**STATED EXERCISE 1:**
Reproduce the passage on U.S. legal guidance for compliance and ethics program assessments in full, word for word.
**STATED EXERCISE 2:**
In the rows, change "shrub" to "bush" across the stretch from the line containing "Objective: using the image above, find the shrub" through the line containing "[95,184,624,265]", leaving everything else as it stands. Give only those lines.

**EXCERPT:**
>> BEGIN

Legal guidance in the area of C&E program assessments accords with professional wisdom in this area, emphasizing the importance of periodic assessments to an effective program. In this post, we review a few of the relevant legal standards from U.S. authorities. In later posts, we will take a look at assessment guidance from other countries and non-governmental organizations.
The Sentencing Guidelines for Organizations, which contain the most influential set of standards for effective compliance and ethics programs, provide that an organization should periodically evaluate the effectiveness of its program. The Guidelines also provide that, after criminal conduct is detected, an organization should take reasonable steps to prevent further similar criminal conduct, including through assessing and making necessary modifications to the program.
Department of Justice
In February of 2017,the Fraud Section of the Department of Justice published a document on its web site titled “Evaluation of Corporate Compliance Programs,” which lists a number of questions that the Fraud Section “may ask” in determining the effectiveness of a compliance program. That document discusses the importance of review and audit of an organization’s compliance program, including “testing of relevant controls, collection and analysis of compliance data, and interviews of employees and third-parties.” (Available at https://www.justice.gov/criminal-fraud/page/file/937501/download.)
The Department of Justice and Securities and Exchange Commission, in their Resource Guide to the Foreign Corrupt Practices Act (published in November 2012), issued detailed guidance on the importance of program assessment. In the Resource Guide, the DOJ and SEC instruct that compliance programs “should constantly evolve” and that those programs that do not just exist on paper but are followed in practice inevitably uncover weaknesses and require enhancements. It is therefore important to the DOJ and SEC that companies “regularly review and improve their compliance programs and not allow them to become stale.” (Available at https://www.justice.gov/sites/default/files/criminal-fraud/legacy/2015/01/16/guide.pdf.)

>> END

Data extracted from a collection
>> BEGIN

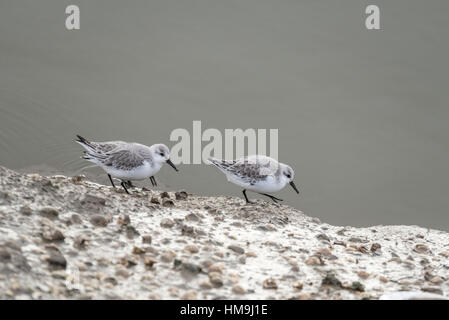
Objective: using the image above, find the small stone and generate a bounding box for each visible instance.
[39,207,59,219]
[306,256,324,266]
[200,281,213,290]
[161,218,175,228]
[209,272,223,288]
[181,290,196,300]
[184,244,200,254]
[228,245,245,254]
[80,194,106,208]
[370,243,382,252]
[208,263,226,273]
[321,272,342,288]
[232,284,246,294]
[115,268,130,278]
[175,191,187,200]
[72,175,86,184]
[293,281,304,290]
[316,233,330,242]
[0,249,11,262]
[421,287,444,295]
[291,293,310,300]
[142,235,152,244]
[413,244,430,254]
[185,213,200,222]
[47,250,67,269]
[73,236,87,250]
[159,191,170,199]
[103,277,118,286]
[162,199,175,208]
[349,281,365,292]
[357,271,370,279]
[90,214,108,227]
[430,276,444,284]
[70,213,83,224]
[161,251,176,262]
[126,226,140,239]
[144,257,156,268]
[117,214,131,226]
[263,278,278,290]
[133,247,146,254]
[42,230,65,242]
[20,205,33,216]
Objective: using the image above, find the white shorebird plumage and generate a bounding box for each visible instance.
[76,135,178,193]
[209,155,299,203]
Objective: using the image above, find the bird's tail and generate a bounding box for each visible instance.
[75,134,95,161]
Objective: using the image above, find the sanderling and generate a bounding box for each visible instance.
[209,155,299,203]
[76,135,178,194]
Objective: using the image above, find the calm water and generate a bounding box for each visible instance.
[0,0,449,230]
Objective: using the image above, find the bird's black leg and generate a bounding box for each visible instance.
[243,189,252,204]
[261,193,284,203]
[108,173,115,188]
[120,181,130,194]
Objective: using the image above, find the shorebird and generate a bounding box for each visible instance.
[209,155,299,203]
[76,135,178,194]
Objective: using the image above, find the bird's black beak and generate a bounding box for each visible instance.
[167,159,179,171]
[290,181,299,194]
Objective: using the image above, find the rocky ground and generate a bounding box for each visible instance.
[0,167,449,299]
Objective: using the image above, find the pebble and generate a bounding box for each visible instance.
[90,214,108,227]
[306,256,324,266]
[293,281,304,290]
[160,250,176,262]
[357,271,370,279]
[200,281,213,290]
[228,245,245,254]
[20,205,33,216]
[142,235,152,244]
[184,244,200,254]
[39,207,59,219]
[232,284,246,294]
[162,199,175,208]
[370,243,382,252]
[159,191,170,199]
[47,250,67,269]
[181,290,197,300]
[70,213,83,224]
[175,191,187,200]
[263,278,278,290]
[321,272,342,288]
[413,244,430,254]
[185,213,200,222]
[161,218,175,228]
[209,272,223,288]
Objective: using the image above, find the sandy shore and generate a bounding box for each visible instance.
[0,167,449,299]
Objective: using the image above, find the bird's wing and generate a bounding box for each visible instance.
[97,148,145,170]
[210,157,276,185]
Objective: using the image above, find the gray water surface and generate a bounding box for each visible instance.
[0,0,449,230]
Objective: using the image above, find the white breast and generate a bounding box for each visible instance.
[104,161,160,180]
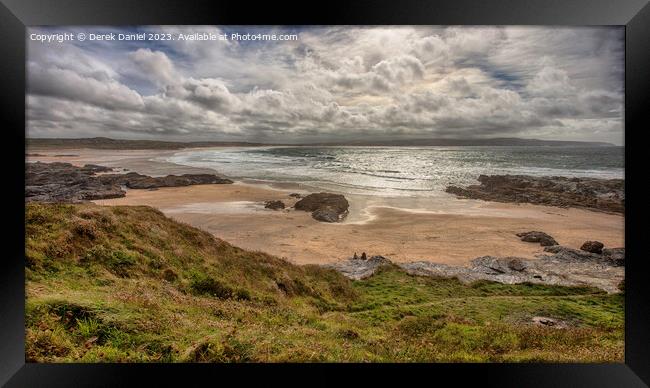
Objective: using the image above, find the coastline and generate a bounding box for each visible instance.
[27,149,624,266]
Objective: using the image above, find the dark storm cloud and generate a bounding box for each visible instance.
[27,26,623,144]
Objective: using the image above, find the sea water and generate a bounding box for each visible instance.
[165,146,625,197]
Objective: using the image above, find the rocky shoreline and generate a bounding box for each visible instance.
[445,175,625,213]
[326,239,625,293]
[25,162,233,203]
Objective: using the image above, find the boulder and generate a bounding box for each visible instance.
[294,193,350,222]
[325,256,391,280]
[264,201,285,210]
[531,317,567,329]
[25,162,232,203]
[580,241,605,254]
[603,248,625,266]
[445,175,625,213]
[517,231,558,247]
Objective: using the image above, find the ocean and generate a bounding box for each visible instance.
[164,146,625,197]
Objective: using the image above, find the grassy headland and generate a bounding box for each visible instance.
[25,203,624,362]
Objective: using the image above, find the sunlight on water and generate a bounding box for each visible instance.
[165,147,624,196]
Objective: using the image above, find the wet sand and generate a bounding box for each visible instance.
[28,150,624,265]
[96,184,624,265]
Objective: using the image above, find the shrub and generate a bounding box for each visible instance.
[235,288,251,300]
[190,275,233,299]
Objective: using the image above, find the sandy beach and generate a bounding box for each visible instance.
[28,150,624,265]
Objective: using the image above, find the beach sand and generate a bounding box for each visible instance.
[28,150,624,265]
[95,184,624,265]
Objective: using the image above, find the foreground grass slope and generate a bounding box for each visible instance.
[25,203,624,362]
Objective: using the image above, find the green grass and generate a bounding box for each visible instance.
[25,204,624,362]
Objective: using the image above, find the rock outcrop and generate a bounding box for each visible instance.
[445,175,625,213]
[517,231,558,247]
[325,255,392,280]
[328,245,625,293]
[580,241,605,254]
[294,193,350,222]
[264,201,285,210]
[25,162,232,202]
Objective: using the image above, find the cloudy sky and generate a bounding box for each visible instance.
[27,27,624,144]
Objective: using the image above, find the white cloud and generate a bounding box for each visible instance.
[28,26,623,144]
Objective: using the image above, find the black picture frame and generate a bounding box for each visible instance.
[0,0,650,387]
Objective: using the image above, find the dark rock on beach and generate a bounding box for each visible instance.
[445,175,625,213]
[517,231,558,247]
[25,162,232,202]
[580,241,605,253]
[264,201,285,210]
[326,256,392,280]
[98,172,232,189]
[294,193,350,222]
[327,245,625,293]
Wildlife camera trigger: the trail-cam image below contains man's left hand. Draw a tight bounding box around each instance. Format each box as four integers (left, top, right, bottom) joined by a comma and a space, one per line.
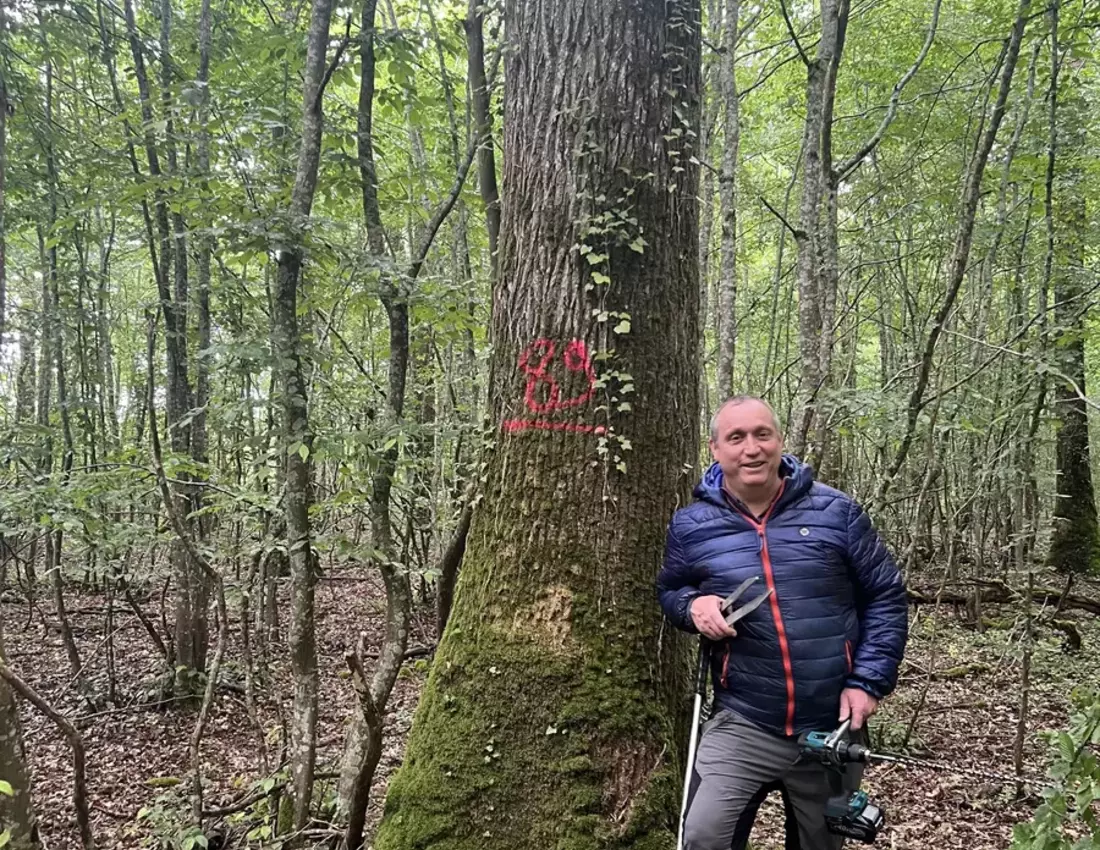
840, 687, 879, 730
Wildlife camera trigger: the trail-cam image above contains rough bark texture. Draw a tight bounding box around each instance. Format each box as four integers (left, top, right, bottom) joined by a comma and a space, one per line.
790, 0, 848, 455
718, 0, 741, 399
338, 0, 414, 831
1049, 33, 1100, 573
374, 0, 700, 850
464, 0, 501, 282
870, 0, 1031, 512
0, 68, 8, 339
272, 0, 332, 830
123, 0, 210, 681
0, 615, 42, 850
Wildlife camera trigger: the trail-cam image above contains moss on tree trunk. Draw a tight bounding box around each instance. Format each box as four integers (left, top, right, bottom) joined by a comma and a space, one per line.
374, 0, 700, 850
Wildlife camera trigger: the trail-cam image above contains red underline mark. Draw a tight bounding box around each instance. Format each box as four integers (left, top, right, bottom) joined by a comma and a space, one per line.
501, 419, 607, 434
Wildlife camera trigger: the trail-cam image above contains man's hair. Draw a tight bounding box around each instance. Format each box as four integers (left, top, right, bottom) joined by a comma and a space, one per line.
711, 395, 783, 441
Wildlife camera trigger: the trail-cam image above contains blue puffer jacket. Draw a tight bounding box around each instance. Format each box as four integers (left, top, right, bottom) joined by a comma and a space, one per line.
657, 455, 909, 736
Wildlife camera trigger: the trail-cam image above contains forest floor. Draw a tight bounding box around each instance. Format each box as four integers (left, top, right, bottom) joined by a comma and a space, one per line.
10, 574, 1100, 850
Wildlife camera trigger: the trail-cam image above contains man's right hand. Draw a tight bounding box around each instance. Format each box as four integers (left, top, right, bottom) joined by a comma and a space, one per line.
691, 596, 737, 640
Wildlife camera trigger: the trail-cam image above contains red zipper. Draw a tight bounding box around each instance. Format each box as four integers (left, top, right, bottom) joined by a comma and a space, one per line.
734, 478, 794, 736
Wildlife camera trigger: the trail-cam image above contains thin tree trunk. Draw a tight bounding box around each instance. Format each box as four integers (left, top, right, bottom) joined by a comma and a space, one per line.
0, 567, 42, 850
871, 0, 1031, 506
0, 660, 96, 850
718, 0, 741, 399
39, 51, 84, 677
0, 64, 8, 341
1045, 0, 1100, 574
790, 0, 848, 455
338, 0, 413, 835
272, 0, 332, 830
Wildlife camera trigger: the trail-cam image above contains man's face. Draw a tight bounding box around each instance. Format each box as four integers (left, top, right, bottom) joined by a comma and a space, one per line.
711, 401, 783, 493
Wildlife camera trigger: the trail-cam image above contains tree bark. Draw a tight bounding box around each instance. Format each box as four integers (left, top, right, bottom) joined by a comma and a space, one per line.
123, 0, 210, 681
0, 567, 42, 850
0, 61, 8, 341
272, 0, 332, 830
718, 0, 741, 400
870, 0, 1031, 508
338, 0, 413, 826
374, 0, 700, 850
1046, 1, 1100, 573
790, 0, 848, 455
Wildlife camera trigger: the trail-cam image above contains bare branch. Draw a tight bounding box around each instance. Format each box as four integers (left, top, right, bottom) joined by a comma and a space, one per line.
779, 0, 810, 68
834, 0, 941, 185
759, 195, 806, 241
0, 659, 96, 850
146, 314, 229, 825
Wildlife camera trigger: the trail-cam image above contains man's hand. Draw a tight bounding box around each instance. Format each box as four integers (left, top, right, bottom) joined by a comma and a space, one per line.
691, 596, 737, 640
840, 687, 879, 730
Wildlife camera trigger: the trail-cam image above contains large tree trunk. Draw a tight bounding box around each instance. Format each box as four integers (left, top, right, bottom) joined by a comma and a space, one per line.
374, 0, 700, 850
272, 0, 332, 830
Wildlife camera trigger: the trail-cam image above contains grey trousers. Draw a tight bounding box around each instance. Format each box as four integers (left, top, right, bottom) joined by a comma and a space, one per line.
684, 709, 862, 850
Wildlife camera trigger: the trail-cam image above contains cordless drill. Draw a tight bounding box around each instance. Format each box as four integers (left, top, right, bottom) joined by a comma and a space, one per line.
799, 720, 886, 845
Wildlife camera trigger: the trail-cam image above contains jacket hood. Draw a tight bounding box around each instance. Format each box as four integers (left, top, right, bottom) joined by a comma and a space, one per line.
695, 454, 814, 510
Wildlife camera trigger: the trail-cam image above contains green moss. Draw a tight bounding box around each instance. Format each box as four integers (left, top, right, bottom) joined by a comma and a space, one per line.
558, 755, 593, 773
374, 611, 675, 850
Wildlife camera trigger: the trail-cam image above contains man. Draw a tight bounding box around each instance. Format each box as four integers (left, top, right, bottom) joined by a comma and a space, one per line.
657, 396, 908, 850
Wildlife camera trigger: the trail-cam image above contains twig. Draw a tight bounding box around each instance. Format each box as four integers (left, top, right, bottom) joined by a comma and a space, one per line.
779, 0, 810, 68
314, 14, 351, 112
759, 195, 806, 241
0, 660, 96, 850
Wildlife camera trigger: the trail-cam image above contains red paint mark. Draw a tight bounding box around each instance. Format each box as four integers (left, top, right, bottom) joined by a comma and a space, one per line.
519, 339, 596, 413
501, 338, 607, 434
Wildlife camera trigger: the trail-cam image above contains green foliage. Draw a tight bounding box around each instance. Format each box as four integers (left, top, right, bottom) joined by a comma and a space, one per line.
1012, 692, 1100, 850
128, 785, 207, 850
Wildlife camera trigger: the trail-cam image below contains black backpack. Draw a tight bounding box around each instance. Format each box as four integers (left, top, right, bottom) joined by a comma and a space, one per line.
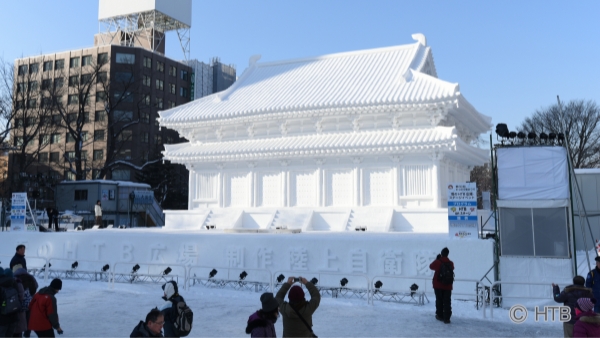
438, 262, 454, 285
0, 287, 21, 315
172, 300, 194, 337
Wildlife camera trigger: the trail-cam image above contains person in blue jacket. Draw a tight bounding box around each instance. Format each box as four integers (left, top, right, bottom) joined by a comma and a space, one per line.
585, 256, 600, 313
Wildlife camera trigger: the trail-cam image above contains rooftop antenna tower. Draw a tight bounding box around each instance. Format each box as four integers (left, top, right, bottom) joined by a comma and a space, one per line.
98, 0, 192, 60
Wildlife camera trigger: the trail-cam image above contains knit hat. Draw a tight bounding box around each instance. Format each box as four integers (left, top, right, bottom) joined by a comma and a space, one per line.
288, 285, 304, 303
260, 292, 279, 313
13, 268, 27, 276
577, 298, 596, 312
50, 278, 62, 290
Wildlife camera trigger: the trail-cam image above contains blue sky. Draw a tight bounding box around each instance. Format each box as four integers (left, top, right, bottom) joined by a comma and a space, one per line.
0, 0, 600, 135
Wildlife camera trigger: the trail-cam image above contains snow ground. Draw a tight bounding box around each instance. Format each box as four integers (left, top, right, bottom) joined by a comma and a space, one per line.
50, 280, 562, 337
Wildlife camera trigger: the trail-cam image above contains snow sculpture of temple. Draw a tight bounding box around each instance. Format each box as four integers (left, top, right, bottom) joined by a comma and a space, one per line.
159, 34, 491, 232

>> END

**EXERCISE RESPONSE 1:**
Legal guidance in the area of C&E program assessments accords with professional wisdom in this area, emphasizing the importance of periodic assessments to an effective program. In this post, we review a few of the relevant legal standards from U.S. authorities. In later posts, we will take a look at assessment guidance from other countries and non-governmental organizations.
The Sentencing Guidelines for Organizations, which contain the most influential set of standards for effective compliance and ethics programs, provide that an organization should periodically evaluate the effectiveness of its program. The Guidelines also provide that, after criminal conduct is detected, an organization should take reasonable steps to prevent further similar criminal conduct, including through assessing and making necessary modifications to the program.
Department of Justice
In February of 2017,the Fraud Section of the Department of Justice published a document on its web site titled “Evaluation of Corporate Compliance Programs,” which lists a number of questions that the Fraud Section “may ask” in determining the effectiveness of a compliance program. That document discusses the importance of review and audit of an organization’s compliance program, including “testing of relevant controls, collection and analysis of compliance data, and interviews of employees and third-parties.” (Available at https://www.justice.gov/criminal-fraud/page/file/937501/download.)
The Department of Justice and Securities and Exchange Commission, in their Resource Guide to the Foreign Corrupt Practices Act (published in November 2012), issued detailed guidance on the importance of program assessment. In the Resource Guide, the DOJ and SEC instruct that compliance programs “should constantly evolve” and that those programs that do not just exist on paper but are followed in practice inevitably uncover weaknesses and require enhancements. It is therefore important to the DOJ and SEC that companies “regularly review and improve their compliance programs and not allow them to become stale.” (Available at https://www.justice.gov/sites/default/files/criminal-fraud/legacy/2015/01/16/guide.pdf.)

**EXERCISE RESPONSE 2:**
Objective: using the image above, find the bush and generate a bounding box for each visible instance.
[235,288,251,300]
[190,275,233,299]
Objective: using the image above, find the sandy beach and generate a bounding box for each visible instance.
[28,150,624,265]
Objective: using the image above, find the beach sand and generate a bounding box for each visible instance.
[28,150,624,265]
[95,184,624,265]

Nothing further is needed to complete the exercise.